INSTRUCTION
Locate each line in the items below that contains the word "floor", with case counting, and copy those lines out in full.

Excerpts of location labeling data

....................

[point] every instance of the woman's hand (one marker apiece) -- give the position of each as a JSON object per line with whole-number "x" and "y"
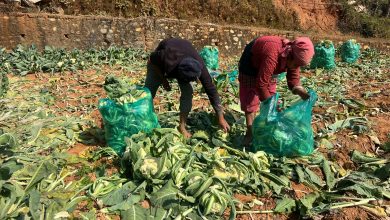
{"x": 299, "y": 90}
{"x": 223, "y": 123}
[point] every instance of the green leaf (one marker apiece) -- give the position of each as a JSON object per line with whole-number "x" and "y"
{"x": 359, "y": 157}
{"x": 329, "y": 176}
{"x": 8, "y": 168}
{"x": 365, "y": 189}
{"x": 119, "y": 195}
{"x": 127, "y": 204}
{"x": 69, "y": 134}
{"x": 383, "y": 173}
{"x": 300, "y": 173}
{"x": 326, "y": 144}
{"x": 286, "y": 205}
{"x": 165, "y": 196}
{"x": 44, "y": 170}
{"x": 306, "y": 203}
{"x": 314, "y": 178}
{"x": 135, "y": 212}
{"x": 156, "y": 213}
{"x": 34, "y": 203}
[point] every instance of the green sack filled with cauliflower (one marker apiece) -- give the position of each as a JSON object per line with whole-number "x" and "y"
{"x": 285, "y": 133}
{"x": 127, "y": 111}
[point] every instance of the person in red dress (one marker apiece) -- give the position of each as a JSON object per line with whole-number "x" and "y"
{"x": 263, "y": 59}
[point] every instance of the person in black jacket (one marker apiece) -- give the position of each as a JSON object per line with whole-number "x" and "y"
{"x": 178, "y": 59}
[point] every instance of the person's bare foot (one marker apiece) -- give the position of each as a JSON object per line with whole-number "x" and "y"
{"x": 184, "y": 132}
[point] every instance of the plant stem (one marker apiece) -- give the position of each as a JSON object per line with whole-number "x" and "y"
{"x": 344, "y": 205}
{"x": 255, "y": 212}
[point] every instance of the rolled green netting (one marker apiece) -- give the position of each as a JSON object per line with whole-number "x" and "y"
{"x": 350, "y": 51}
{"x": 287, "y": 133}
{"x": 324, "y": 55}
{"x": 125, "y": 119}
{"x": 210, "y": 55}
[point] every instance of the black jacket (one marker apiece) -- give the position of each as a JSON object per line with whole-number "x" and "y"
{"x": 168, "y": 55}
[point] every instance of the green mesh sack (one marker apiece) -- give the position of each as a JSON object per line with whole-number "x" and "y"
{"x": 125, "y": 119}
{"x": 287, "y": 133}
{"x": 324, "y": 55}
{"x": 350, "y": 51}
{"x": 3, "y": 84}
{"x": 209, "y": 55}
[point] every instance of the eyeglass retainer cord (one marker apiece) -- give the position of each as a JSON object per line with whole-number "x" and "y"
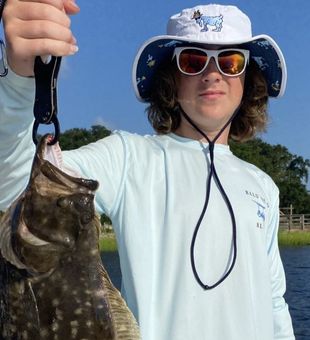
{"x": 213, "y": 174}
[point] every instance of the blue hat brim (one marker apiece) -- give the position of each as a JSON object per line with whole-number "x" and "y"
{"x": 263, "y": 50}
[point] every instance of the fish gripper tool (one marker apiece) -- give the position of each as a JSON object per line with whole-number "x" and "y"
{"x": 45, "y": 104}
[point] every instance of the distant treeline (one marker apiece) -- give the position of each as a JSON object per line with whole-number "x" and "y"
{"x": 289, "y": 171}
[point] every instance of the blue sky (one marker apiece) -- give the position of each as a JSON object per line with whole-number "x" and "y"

....................

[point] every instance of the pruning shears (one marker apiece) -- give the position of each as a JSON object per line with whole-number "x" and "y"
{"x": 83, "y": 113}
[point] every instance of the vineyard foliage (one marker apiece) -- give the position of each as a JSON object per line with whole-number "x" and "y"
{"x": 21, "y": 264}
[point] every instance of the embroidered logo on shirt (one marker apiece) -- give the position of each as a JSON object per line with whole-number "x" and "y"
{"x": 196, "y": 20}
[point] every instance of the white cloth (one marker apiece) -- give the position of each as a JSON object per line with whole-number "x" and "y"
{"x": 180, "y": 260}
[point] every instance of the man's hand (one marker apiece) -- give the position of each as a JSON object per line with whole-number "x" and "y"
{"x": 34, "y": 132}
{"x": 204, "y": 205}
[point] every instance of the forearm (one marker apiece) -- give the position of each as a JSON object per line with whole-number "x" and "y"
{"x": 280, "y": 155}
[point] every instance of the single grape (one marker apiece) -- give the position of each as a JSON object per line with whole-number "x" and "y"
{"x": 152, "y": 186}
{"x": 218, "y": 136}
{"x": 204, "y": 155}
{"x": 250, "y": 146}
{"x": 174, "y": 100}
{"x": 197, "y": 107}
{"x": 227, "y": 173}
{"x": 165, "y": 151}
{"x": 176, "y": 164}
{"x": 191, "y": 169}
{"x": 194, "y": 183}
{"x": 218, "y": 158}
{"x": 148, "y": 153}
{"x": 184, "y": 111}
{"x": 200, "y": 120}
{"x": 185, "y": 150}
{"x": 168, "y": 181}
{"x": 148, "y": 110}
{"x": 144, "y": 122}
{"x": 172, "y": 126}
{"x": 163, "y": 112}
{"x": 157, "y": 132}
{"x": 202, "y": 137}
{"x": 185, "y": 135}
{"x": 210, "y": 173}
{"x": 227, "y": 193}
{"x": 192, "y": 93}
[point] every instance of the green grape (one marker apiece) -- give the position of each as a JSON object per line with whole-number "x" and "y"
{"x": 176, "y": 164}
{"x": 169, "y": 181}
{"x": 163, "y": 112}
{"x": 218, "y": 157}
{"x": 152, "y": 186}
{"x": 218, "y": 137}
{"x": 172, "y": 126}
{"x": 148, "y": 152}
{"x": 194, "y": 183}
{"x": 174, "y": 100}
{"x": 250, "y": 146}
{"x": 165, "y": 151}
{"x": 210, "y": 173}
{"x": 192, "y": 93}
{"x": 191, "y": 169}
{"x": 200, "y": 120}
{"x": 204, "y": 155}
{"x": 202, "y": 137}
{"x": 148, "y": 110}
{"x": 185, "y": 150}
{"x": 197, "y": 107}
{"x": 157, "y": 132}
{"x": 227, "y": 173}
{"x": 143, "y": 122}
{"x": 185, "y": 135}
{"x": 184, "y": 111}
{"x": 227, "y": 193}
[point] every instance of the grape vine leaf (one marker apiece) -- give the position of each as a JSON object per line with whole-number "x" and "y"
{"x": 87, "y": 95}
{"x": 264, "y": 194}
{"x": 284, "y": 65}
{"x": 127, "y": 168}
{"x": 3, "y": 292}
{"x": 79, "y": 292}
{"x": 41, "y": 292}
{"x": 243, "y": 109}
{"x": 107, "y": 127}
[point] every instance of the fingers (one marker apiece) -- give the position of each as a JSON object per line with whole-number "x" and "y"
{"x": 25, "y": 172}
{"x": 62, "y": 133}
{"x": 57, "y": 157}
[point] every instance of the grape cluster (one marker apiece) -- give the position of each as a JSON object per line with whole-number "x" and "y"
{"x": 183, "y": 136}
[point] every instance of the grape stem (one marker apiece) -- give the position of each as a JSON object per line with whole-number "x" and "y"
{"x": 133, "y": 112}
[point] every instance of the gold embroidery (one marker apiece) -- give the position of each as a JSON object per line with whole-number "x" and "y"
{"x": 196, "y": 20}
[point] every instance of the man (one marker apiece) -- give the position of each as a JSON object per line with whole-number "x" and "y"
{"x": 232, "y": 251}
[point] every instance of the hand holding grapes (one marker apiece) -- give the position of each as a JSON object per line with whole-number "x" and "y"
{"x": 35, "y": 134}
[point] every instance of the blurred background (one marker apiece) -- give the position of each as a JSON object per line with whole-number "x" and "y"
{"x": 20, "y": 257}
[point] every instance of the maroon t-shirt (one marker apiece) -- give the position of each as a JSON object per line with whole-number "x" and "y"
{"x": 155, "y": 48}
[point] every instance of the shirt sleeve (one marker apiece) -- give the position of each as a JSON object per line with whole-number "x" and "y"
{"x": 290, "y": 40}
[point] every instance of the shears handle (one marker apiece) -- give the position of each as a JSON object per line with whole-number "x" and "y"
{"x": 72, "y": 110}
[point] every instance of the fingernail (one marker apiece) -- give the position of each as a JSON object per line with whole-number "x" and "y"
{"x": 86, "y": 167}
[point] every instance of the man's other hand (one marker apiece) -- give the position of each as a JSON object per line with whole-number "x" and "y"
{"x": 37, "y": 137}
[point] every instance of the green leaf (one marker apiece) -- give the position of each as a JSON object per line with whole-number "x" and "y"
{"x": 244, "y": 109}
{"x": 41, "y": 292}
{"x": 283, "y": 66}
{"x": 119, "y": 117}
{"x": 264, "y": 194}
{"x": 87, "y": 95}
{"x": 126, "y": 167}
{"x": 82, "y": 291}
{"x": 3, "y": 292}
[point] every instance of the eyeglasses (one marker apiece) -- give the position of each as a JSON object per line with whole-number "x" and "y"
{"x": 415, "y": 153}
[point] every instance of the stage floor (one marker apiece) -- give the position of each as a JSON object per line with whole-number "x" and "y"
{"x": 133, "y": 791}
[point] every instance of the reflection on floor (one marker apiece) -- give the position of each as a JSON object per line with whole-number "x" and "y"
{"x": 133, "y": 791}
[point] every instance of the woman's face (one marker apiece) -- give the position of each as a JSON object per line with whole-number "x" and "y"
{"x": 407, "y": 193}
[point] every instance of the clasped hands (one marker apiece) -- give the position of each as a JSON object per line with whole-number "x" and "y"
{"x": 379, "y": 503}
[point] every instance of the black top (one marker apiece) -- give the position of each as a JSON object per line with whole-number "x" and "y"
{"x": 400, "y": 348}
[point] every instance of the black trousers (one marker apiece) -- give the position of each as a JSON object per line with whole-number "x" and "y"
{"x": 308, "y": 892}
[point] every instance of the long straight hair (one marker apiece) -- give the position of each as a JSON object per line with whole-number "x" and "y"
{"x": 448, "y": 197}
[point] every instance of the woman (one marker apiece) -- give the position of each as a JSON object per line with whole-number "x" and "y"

....................

OUTPUT
[point] every instance of the stage floor (one marker apiece) -- give the position of each as a JSON object per line with whole-number "x" and "y"
[point] every instance of the reflection on floor (one marker apiece) -- give the position of each as a JSON object per line with whole-number "x" and "y"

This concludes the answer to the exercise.